→ **TASK SET**:
a) Which organizations does the volunteer vacation article mention by name, not counting ones that appear only in a web address? List every one.
b) In the records, switch "find" to "locate" from the start through the line that contains "(217, 74), (230, 88)", keeping everything else unchanged. Return only those lines, without the pictures.

→ **DOCUMENT**:
______

Cathy Denious and her 17-year-old daughter, Nancy, were thigh-deep in hot, sticky mud, but this wasn’t some exotic spa treatment.
They were in a small Honduran village shoveling mud out of a pit to make adobe bricks.
And when they weren’t making bricks, they were painting a day care center.
“It was very, very hard work,” said Denious, who is from Bloomfield Hills, Mich., and she had never done anything like this before. Some vacation.
The pair was at the work site by 7:30 a.m. and couldn’t even look forward to a hot shower at the end of the day. Their bare bones hotel had no hot water. And they were paying as much for the privilege as for any luxury resort – more than $2,000 a person plus airfare – but mother and daughter agreed that it was worth every penny.
“When helping people, you just feel different,” explained Nancy Denious. “I could have worked for more days!”
The Deniouses had foregone their customary school break vacation, joining forces with three other moms and teens from their suburban community volunteering under the auspices of a Denver-based program called i-to-i (https://www.meaningfultravel.com, https://i-to-i.com) that, this year, will send more than 5,000 volunteers to 35 countries.
“People are not doing this for a cheap vacation,” says spokesperson Amy Kaplan. “They tell us they want helping others to become a way of life.”
Some, like the Deniouses, go for a week: Others sign on for much longer, often bunking with a local family, squeezing in sightseeing when they can. They teach kids English in Central America through programs like Cross-Cultural Solutions (https://www.crossculturalsolutions.org) and Ambassadors for Children (https://www.ambassadorsforchildren.org), do research on migrating Grey Whales in the Pacific Ocean with the Earthwatch Institute (https://www.earthwatch.org), build houses in Mississippi with Habitat for Humanity (https://www.habitat.org) and repair trails in New Hampshire with the Appalachian Mountain Club (https://www.outdoors.org).
“Our family likes to do stuff, not just sit around on the beach,” explains Chicagoan Rose Thomas, whose three college-age daughters will be joining her and her husband, Andy, on a Habitat for Humanity project in Mississippi this spring, just after they celebrate one daughter’s graduation. The parent-child dynamic shifts too, she explains, as everyone learns new skills together. (Ready to roof a house?) “You feel such a sense of accomplishment when you leave,” she said, “And you go home with a tan!”
What makes them do it? Maybe it’s seeing the relentless images of the devastation wrought by Hurricane Katrina or the tsunami in Indonesia. Maybe it’s the example being set by stars like Oprah Winfrey, Brad Pitt and Angelina Jolie. Maybe it’s the growing concern over the environment. One mom told me that her family volunteered in Guatemala because her child had been adopted there. For others, it’s simply the desire to share new experiences with nearly grown kids.
For example, last year, Mindy Sink and her daughter, Caroline, from Treasure Island, Fla., volunteered in Kenya working with children to celebrate Mindy’s 60th birthday and Caroline’s college graduation. “We wanted to celebrate in a meaningful way,” Mindy explained. “It was one of the single best travel experiences of my life and to be able to do this with my daughter made it even more special. We’ll both have the memories forever.”
“There’s nothing like it,” said Raul Ortega, who, this month, will lead a group of Connecticut teens, including his daughter Rae and my daughter Melanie, on a trip to Ecuador to complete a building project with a group from our community (https://www.buildersbeyondborders.org). “Being a refugee from Cuba and having received help from many people, giving back has special meaning,” he explained.

______

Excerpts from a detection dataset

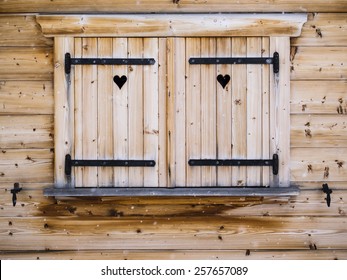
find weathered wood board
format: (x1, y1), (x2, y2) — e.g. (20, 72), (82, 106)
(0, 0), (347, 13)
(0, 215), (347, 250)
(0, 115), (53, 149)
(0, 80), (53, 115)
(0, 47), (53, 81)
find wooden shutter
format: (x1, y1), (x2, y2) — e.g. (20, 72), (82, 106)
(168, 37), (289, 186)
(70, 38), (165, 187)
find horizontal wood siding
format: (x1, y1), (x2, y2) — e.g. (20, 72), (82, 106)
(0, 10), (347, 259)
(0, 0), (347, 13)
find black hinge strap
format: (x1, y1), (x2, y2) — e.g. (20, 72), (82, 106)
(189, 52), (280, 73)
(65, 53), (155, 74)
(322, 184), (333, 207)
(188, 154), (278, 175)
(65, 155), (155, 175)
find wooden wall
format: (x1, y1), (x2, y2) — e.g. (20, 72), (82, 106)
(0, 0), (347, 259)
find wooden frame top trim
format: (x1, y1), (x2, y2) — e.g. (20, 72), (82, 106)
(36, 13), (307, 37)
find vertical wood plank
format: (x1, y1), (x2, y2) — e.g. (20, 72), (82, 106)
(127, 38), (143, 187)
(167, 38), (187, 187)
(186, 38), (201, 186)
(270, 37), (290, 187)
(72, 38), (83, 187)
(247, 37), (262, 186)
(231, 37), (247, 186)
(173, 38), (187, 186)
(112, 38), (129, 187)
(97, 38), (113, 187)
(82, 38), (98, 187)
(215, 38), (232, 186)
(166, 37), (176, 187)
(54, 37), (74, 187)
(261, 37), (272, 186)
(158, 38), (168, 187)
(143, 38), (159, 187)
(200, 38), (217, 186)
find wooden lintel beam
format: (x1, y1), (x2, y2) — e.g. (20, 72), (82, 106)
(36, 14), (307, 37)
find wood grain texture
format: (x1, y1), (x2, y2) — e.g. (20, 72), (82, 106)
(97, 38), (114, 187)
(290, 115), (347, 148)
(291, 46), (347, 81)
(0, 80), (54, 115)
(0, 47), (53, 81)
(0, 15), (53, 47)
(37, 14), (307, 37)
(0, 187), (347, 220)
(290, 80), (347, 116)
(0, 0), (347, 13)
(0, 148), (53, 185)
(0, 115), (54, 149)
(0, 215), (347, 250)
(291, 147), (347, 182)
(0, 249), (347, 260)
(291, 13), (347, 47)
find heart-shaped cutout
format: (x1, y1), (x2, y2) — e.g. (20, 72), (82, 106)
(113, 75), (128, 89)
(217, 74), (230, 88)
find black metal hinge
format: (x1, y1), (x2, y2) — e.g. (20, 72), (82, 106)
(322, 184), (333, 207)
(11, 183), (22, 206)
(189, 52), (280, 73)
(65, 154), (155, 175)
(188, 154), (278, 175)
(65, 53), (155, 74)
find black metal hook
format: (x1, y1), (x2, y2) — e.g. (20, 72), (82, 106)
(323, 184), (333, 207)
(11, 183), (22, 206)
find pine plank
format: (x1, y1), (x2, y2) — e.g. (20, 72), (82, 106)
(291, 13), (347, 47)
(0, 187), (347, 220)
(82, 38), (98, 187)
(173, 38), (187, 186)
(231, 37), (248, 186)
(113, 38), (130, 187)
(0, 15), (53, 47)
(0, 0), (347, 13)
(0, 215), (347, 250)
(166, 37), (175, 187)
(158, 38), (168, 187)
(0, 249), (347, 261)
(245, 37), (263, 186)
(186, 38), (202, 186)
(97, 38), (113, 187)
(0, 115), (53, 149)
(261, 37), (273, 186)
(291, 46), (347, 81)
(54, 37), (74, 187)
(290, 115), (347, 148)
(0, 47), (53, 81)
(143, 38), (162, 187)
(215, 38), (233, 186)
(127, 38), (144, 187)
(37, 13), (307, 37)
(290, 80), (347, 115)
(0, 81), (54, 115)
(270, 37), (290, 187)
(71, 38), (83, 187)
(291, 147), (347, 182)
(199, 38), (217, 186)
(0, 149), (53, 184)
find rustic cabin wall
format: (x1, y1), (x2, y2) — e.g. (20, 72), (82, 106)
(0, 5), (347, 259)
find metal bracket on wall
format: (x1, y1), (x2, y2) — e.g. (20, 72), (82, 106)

______

→ **SOLUTIONS BELOW**:
a)
i-to-i
Cross-Cultural Solutions
Ambassadors for Children
Earthwatch Institute
Habitat for Humanity
Appalachian Mountain Club

b)
locate weathered wood board
format: (x1, y1), (x2, y2) — e.g. (20, 72), (82, 106)
(0, 0), (347, 13)
(0, 215), (347, 250)
(0, 115), (53, 149)
(0, 80), (53, 115)
(0, 47), (53, 81)
locate wooden shutter
format: (x1, y1), (x2, y2) — e.g. (20, 72), (82, 106)
(168, 37), (289, 186)
(70, 38), (165, 187)
locate horizontal wood siding
format: (x1, y1), (x2, y2) — e.g. (20, 72), (82, 106)
(0, 10), (347, 259)
(0, 0), (347, 13)
locate black hinge strap
format: (x1, y1), (x2, y2) — e.g. (20, 72), (82, 106)
(189, 52), (280, 73)
(65, 53), (155, 74)
(322, 184), (333, 207)
(188, 154), (278, 175)
(65, 155), (155, 175)
locate wooden wall
format: (x1, y1), (x2, y2) — e.g. (20, 72), (82, 106)
(0, 0), (347, 259)
locate wooden frame top trim
format: (x1, y1), (x2, y2) — e.g. (20, 72), (82, 106)
(36, 13), (307, 37)
locate vertical wood plank
format: (x1, y1), (x2, y2) — e.g. (20, 72), (82, 106)
(127, 38), (143, 187)
(167, 38), (187, 187)
(186, 38), (201, 186)
(270, 37), (290, 187)
(72, 38), (83, 187)
(247, 37), (262, 186)
(231, 37), (247, 186)
(173, 38), (187, 186)
(112, 38), (129, 187)
(97, 38), (113, 187)
(82, 38), (98, 187)
(215, 38), (232, 186)
(166, 37), (176, 187)
(54, 37), (74, 187)
(261, 37), (272, 186)
(158, 38), (168, 187)
(143, 38), (159, 187)
(200, 38), (217, 186)
locate wooden lintel beam
format: (x1, y1), (x2, y2) — e.g. (20, 72), (82, 106)
(36, 14), (307, 37)
locate wood grain texture
format: (x1, y1), (x2, y2) — e.g. (20, 72), (82, 106)
(97, 38), (114, 187)
(290, 115), (347, 148)
(291, 46), (347, 81)
(0, 80), (54, 115)
(0, 47), (53, 81)
(0, 15), (53, 47)
(37, 14), (307, 37)
(0, 187), (347, 220)
(290, 80), (347, 116)
(0, 0), (347, 13)
(0, 148), (53, 185)
(0, 115), (54, 149)
(0, 215), (347, 250)
(291, 147), (347, 182)
(0, 249), (347, 260)
(291, 13), (347, 47)
locate heart-shaped cutout
format: (x1, y1), (x2, y2) — e.g. (20, 72), (82, 106)
(113, 75), (128, 89)
(217, 74), (230, 88)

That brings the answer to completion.